__Try it__. Every line below between the line holding "box: [173, 71, 280, 94]" and the line holding "372L390 367L371 365L359", inclusive, should be repeated exactly, and all other lines omitted.

__Source data__.
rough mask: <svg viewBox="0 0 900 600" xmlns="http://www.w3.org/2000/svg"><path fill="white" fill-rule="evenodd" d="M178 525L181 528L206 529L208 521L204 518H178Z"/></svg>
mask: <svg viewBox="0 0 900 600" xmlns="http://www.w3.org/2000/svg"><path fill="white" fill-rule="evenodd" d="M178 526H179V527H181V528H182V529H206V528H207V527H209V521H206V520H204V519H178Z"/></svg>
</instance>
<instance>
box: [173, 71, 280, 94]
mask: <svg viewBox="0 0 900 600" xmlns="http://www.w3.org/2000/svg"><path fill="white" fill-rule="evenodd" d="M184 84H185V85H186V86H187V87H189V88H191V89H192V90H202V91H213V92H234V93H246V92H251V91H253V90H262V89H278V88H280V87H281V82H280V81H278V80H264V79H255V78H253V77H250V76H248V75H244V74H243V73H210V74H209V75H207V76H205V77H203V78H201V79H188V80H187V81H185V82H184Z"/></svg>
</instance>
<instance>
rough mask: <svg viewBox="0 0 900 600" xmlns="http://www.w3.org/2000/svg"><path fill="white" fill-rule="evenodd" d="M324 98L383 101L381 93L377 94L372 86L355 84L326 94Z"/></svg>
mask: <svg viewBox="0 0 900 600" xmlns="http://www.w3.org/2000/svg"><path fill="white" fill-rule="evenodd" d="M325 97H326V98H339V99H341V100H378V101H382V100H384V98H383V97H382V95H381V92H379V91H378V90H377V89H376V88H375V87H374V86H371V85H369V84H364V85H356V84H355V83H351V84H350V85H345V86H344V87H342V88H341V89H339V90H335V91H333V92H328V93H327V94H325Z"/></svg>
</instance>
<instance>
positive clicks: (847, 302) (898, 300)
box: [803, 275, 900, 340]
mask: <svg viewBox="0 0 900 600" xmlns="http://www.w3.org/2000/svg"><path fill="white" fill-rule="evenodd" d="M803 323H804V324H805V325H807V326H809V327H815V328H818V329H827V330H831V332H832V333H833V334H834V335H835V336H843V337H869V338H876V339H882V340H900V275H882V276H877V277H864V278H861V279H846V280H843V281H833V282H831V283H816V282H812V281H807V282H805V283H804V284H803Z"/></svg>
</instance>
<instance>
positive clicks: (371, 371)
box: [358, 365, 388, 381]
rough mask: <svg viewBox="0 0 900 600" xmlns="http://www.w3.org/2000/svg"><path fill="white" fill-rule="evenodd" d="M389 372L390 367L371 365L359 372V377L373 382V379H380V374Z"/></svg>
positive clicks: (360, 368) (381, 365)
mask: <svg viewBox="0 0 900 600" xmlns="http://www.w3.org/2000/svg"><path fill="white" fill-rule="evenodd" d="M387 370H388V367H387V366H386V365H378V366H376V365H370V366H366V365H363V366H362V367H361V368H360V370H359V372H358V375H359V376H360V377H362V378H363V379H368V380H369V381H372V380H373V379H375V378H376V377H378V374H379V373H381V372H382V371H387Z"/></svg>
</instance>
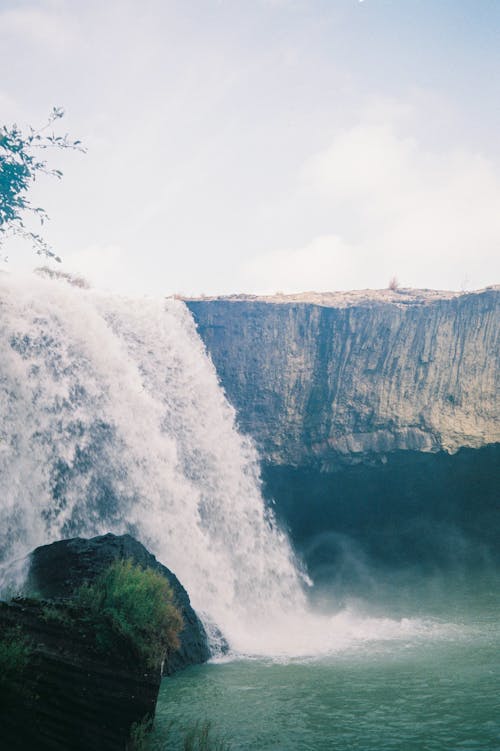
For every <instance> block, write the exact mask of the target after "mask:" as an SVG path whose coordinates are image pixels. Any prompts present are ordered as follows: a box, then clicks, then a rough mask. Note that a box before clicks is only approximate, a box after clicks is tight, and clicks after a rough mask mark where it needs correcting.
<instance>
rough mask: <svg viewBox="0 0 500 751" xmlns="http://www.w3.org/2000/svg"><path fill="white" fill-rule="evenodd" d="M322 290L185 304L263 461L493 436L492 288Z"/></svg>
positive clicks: (379, 453)
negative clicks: (345, 293)
mask: <svg viewBox="0 0 500 751" xmlns="http://www.w3.org/2000/svg"><path fill="white" fill-rule="evenodd" d="M323 298H325V299H326V302H324V303H323V304H316V303H315V304H312V303H308V302H303V301H301V302H288V301H286V298H284V299H285V301H284V302H273V301H271V302H262V301H261V300H256V301H251V300H246V299H243V300H242V299H236V300H225V299H217V300H209V301H188V303H187V304H188V306H189V308H190V309H191V311H192V313H193V315H194V318H195V320H196V322H197V324H198V330H199V332H200V335H201V336H202V338H203V340H204V342H205V344H206V346H207V348H208V350H209V352H210V354H211V356H212V359H213V362H214V364H215V367H216V369H217V372H218V374H219V376H220V378H221V381H222V384H223V386H224V388H225V390H226V392H227V395H228V397H229V399H230V401H231V402H232V403H233V405H234V406H235V407H236V409H237V412H238V420H239V423H240V425H241V428H242V429H243V431H245V432H248V433H250V434H251V435H252V436H253V437H254V438H255V440H256V441H257V443H258V445H259V447H260V449H261V451H262V452H263V455H264V457H265V458H266V460H268V461H270V462H272V463H273V464H285V465H292V466H304V465H313V466H318V467H321V468H323V469H326V470H328V469H331V468H332V467H333V466H335V464H337V463H338V462H345V461H347V462H352V461H357V460H359V459H361V460H365V459H369V458H370V457H373V456H381V455H383V454H387V453H388V452H393V451H398V450H410V451H426V452H428V451H430V452H437V451H446V452H449V453H453V452H455V451H457V450H458V449H459V448H460V447H462V446H467V447H473V448H478V447H480V446H484V445H486V444H488V443H494V442H497V441H500V424H499V419H498V401H497V400H498V391H497V388H498V371H499V359H500V347H499V337H498V332H499V320H500V315H499V314H500V288H498V289H487V290H484V291H482V292H479V293H473V294H464V295H459V296H455V297H449V296H443V297H440V296H439V295H430V296H429V295H428V296H426V295H425V294H423V293H417V292H416V293H414V294H408V293H404V292H403V293H402V294H401V295H398V294H397V293H392V294H391V295H390V297H389V298H388V299H386V296H384V295H380V294H379V295H377V294H376V293H373V294H372V296H369V295H368V296H366V297H364V298H363V297H361V301H359V302H357V301H356V300H357V298H356V297H355V298H354V299H353V298H352V296H351V297H350V296H349V293H346V295H345V296H342V295H341V294H340V293H338V295H337V297H335V298H334V301H333V302H330V303H329V304H328V299H329V298H328V297H327V296H323ZM320 299H321V297H320Z"/></svg>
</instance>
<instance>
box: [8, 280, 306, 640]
mask: <svg viewBox="0 0 500 751" xmlns="http://www.w3.org/2000/svg"><path fill="white" fill-rule="evenodd" d="M0 357H1V361H0V363H1V364H0V414H1V416H2V418H1V423H0V555H1V557H2V559H3V561H4V562H5V561H9V560H12V559H15V558H18V557H20V556H22V555H24V554H26V553H27V552H28V551H30V550H31V549H32V548H34V547H36V546H37V545H40V544H43V543H48V542H51V541H53V540H56V539H60V538H64V537H70V536H75V535H81V536H91V535H95V534H101V533H104V532H108V531H111V532H115V533H123V532H130V533H131V534H133V535H134V536H135V537H137V539H139V540H140V541H141V542H142V543H144V545H146V547H148V548H149V549H150V550H151V551H152V552H153V553H154V554H155V555H156V556H157V557H158V559H159V560H160V561H161V562H162V563H164V564H165V565H166V566H168V567H169V568H171V569H172V570H173V571H174V572H175V573H176V574H177V575H178V577H179V578H180V580H181V581H182V583H183V584H184V586H185V587H186V589H187V590H188V592H189V594H190V597H191V600H192V603H193V606H194V607H195V609H197V610H198V611H199V612H201V613H202V614H205V617H206V618H207V619H209V620H212V621H214V622H215V623H216V624H217V625H218V626H219V627H220V628H221V629H222V630H223V632H224V633H225V635H226V636H227V638H228V639H229V641H230V643H231V644H232V645H233V646H235V647H236V648H238V649H245V648H248V647H250V648H252V647H253V648H258V641H259V638H260V637H259V636H258V635H259V632H262V630H263V628H264V630H265V620H266V619H268V618H269V613H270V612H271V611H272V612H285V611H295V612H297V611H300V610H303V609H304V607H305V602H304V595H303V592H302V587H301V582H300V576H299V574H298V571H297V567H296V565H295V562H294V560H293V555H292V552H291V549H290V546H289V544H288V540H287V538H286V536H285V535H284V534H283V533H282V532H281V531H280V530H279V529H278V528H277V527H276V525H275V523H274V520H273V518H272V515H271V514H270V513H269V511H268V510H266V508H265V506H264V503H263V501H262V497H261V490H260V480H259V474H258V463H257V456H256V452H255V450H254V448H253V446H252V444H251V443H250V441H249V440H247V439H246V438H244V437H243V436H242V435H240V433H239V432H238V430H237V428H236V424H235V414H234V410H233V409H232V407H231V406H230V405H229V403H228V402H227V400H226V398H225V396H224V393H223V391H222V389H221V387H220V385H219V383H218V380H217V376H216V373H215V369H214V367H213V365H212V363H211V361H210V359H209V357H208V356H207V354H206V352H205V349H204V346H203V344H202V342H201V340H200V338H199V337H198V335H197V332H196V329H195V326H194V323H193V320H192V318H191V315H190V313H189V311H188V310H187V308H186V306H185V305H184V304H183V303H182V302H180V301H177V300H170V299H168V300H154V299H146V298H145V299H126V298H122V297H117V296H111V295H104V294H102V293H98V292H96V291H92V290H86V289H79V288H76V287H73V286H70V285H68V284H67V283H65V282H63V281H60V280H54V279H46V278H39V277H36V276H34V277H30V278H29V279H26V278H24V279H21V278H14V277H12V276H11V275H7V274H4V275H2V276H1V278H0Z"/></svg>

__Solution to this task__.
box: [173, 71, 280, 94]
mask: <svg viewBox="0 0 900 600" xmlns="http://www.w3.org/2000/svg"><path fill="white" fill-rule="evenodd" d="M184 84H185V85H186V86H187V87H189V88H191V89H192V90H202V91H213V92H234V93H246V92H251V91H253V90H262V89H278V88H280V87H281V82H280V81H278V80H264V79H255V78H253V77H250V76H248V75H244V74H243V73H210V74H209V75H207V76H205V77H203V78H201V79H188V80H187V81H185V82H184Z"/></svg>
</instance>
<instance>
rough mask: <svg viewBox="0 0 900 600" xmlns="http://www.w3.org/2000/svg"><path fill="white" fill-rule="evenodd" d="M324 98L383 101L381 93L377 94L372 86L355 84L326 94Z"/></svg>
mask: <svg viewBox="0 0 900 600" xmlns="http://www.w3.org/2000/svg"><path fill="white" fill-rule="evenodd" d="M325 97H326V98H339V99H341V100H378V101H382V100H384V98H383V97H382V95H381V92H379V91H378V90H377V89H376V88H375V87H374V86H371V85H369V84H364V85H356V84H355V83H351V84H350V85H345V86H344V87H342V88H341V89H339V90H335V91H333V92H328V93H327V94H325Z"/></svg>
</instance>
<instance>
positive clicks: (847, 302) (898, 300)
box: [803, 275, 900, 340]
mask: <svg viewBox="0 0 900 600" xmlns="http://www.w3.org/2000/svg"><path fill="white" fill-rule="evenodd" d="M803 323H804V324H805V325H807V326H809V327H815V328H818V329H827V330H831V332H832V333H833V334H834V335H835V336H843V337H869V338H876V339H882V340H900V275H882V276H877V277H864V278H861V279H846V280H843V281H833V282H831V283H816V282H812V281H807V282H805V283H804V284H803Z"/></svg>
</instance>
<instance>
positive clicks: (371, 371)
box: [358, 365, 388, 381]
rough mask: <svg viewBox="0 0 900 600" xmlns="http://www.w3.org/2000/svg"><path fill="white" fill-rule="evenodd" d="M389 372L390 367L371 365L359 372V377L373 382V379H380V374Z"/></svg>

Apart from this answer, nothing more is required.